■ TASK OBJECTIVE:
Can you quote the records below in full, word for word?
==== DATASET CONTENT ====
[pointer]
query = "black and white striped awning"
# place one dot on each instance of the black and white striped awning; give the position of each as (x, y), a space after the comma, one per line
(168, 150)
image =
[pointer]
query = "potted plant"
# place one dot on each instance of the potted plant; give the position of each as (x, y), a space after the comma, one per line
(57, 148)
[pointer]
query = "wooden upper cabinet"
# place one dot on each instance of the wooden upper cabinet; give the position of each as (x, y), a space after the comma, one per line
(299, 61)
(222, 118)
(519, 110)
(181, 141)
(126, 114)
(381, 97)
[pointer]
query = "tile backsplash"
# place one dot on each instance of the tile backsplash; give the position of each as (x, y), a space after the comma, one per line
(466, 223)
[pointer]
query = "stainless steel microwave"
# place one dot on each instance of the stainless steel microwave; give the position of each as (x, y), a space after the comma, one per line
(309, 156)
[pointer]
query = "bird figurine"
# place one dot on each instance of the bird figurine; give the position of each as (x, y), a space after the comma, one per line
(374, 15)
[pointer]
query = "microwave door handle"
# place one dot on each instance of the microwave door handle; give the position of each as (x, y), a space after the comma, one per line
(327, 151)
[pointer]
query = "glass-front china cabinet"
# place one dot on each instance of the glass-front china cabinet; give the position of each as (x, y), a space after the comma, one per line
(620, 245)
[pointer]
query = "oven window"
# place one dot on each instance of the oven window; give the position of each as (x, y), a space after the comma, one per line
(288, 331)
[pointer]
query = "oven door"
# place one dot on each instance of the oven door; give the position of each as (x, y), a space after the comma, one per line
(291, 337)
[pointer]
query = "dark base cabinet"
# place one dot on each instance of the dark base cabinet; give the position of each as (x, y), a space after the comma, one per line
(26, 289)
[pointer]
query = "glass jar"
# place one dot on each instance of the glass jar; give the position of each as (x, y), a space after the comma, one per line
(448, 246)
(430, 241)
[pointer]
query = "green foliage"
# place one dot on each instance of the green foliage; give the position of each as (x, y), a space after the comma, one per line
====
■ SOLVED PROBLEM:
[pointer]
query = "black and white striped awning"
# place one dot on each instance of the black and white striped awning; give the position of each as (x, y), a space after the comma, one per line
(168, 150)
image =
[pointer]
query = "potted plant"
# place one dot on each instance of the potted plant; give the position of each as (x, y), a space after the comma, one per line
(57, 148)
[pointer]
query = "wooden upper cabinet"
# place one dot on each instance of the wooden upper cabinet; give the position of each as (x, y), a space after the comma, one per line
(299, 61)
(222, 118)
(519, 110)
(181, 141)
(126, 114)
(381, 97)
[pointer]
query = "tile backsplash"
# place one dot on each instance of the tile backsplash; give the position of each as (x, y), a space after the comma, one per line
(466, 223)
[pointer]
query = "stainless steel microwave"
# place one dot on each instance of the stainless steel microwave; give the position of each as (x, y), a space after the comma, one per line
(309, 156)
[pointer]
query = "bird figurine"
# place one dot on each instance of the bird figurine; give the position of each as (x, y), a space after the comma, one per line
(374, 15)
[pointer]
query = "microwave door handle"
# place one dot on each instance of the microwave door handle; give the position of each as (x, y), a space after the comma, one per line
(327, 151)
[pointer]
query = "glass-front china cabinet"
# place one dot on each instance of the glass-front china cabinet; give the position of each as (x, y), a space after the comma, one per line
(620, 245)
[pointer]
query = "oven window"
# place one dot on each instance of the oven window; give the position of each as (x, y), a space after the comma, one per line
(288, 331)
[pointer]
query = "oven door"
# place one dot on each instance of the oven door; give the position of each as (x, y), a space after the comma, one per line
(291, 337)
[pointer]
query = "dark base cabinet"
# place one dot on each instance of the dark base cabinet; give the position of each as (x, y), a space after the comma, one per line
(26, 289)
[pointer]
query = "glass jar"
# place one dot on each instance of the glass jar; give the position of each as (x, y), a space after the comma, one per line
(448, 246)
(430, 241)
[pointer]
query = "green foliage"
# place one dot on each instance of the green foliage; give the position of each as (x, y), a space after the comma, one per line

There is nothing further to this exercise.